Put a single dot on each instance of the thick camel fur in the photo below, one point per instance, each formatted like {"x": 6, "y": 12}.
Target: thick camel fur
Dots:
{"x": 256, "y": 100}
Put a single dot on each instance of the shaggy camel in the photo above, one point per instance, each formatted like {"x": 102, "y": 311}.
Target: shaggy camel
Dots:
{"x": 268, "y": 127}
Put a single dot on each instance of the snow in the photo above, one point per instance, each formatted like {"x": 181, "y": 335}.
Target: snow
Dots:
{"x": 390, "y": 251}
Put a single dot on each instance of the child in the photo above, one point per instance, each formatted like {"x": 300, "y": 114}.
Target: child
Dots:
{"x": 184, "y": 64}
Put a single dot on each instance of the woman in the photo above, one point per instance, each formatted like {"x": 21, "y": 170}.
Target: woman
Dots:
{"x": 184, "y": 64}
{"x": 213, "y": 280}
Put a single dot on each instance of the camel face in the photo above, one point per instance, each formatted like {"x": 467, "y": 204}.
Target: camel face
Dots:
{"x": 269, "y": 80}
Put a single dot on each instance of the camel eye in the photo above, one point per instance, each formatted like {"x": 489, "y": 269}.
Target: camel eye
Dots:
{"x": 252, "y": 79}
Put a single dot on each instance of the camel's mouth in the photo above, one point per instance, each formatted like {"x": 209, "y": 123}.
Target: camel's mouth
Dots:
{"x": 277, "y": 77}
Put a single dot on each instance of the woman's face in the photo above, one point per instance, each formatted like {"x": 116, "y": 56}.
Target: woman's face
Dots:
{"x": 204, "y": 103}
-*-
Your instructions
Set out every line of the records above as a numbered list, leaving out any blank lines.

Solution to this exercise
1. Put a single dot on each instance of the thick camel fur in the photo below, one point per instance, each formatted like {"x": 6, "y": 12}.
2. Target: thick camel fur
3. Dots:
4. {"x": 256, "y": 100}
5. Put a single dot on each instance of the shaggy camel in the photo above, one point per instance, each formatted like {"x": 102, "y": 311}.
6. Target: shaggy camel
7. Dots:
8. {"x": 268, "y": 127}
9. Put a single dot on each instance of the snow in the photo above, one point per instance, each formatted like {"x": 181, "y": 335}.
10. Target: snow
11. Dots:
12. {"x": 390, "y": 251}
13. Put a single dot on each instance of the child in the photo above, one point per instance, each formatted like {"x": 300, "y": 114}.
14. Target: child
15. Dots:
16. {"x": 184, "y": 64}
17. Put a single dot on each instance of the woman in the photo above, one point per instance, each formatted like {"x": 21, "y": 170}.
18. Target: woman
19. Dots:
20. {"x": 184, "y": 64}
21. {"x": 213, "y": 280}
22. Put a single dot on each instance of the camel face in the photo above, one point per instance, each formatted like {"x": 467, "y": 204}.
23. Target: camel face
24. Dots:
25. {"x": 269, "y": 80}
26. Put a single dot on each instance of the camel eye in the photo above, one point per instance, each formatted like {"x": 489, "y": 269}.
27. Target: camel eye
28. Dots:
29. {"x": 252, "y": 79}
30. Put a single dot on each instance of the camel's mouth in the photo above, one point per instance, each formatted like {"x": 209, "y": 123}.
31. Target: camel's mouth
32. Dots:
33. {"x": 277, "y": 77}
34. Put a single dot on each instance of the woman's face in the photo above, one point per instance, each formatted like {"x": 116, "y": 56}.
35. Target: woman's face
36. Dots:
37. {"x": 204, "y": 103}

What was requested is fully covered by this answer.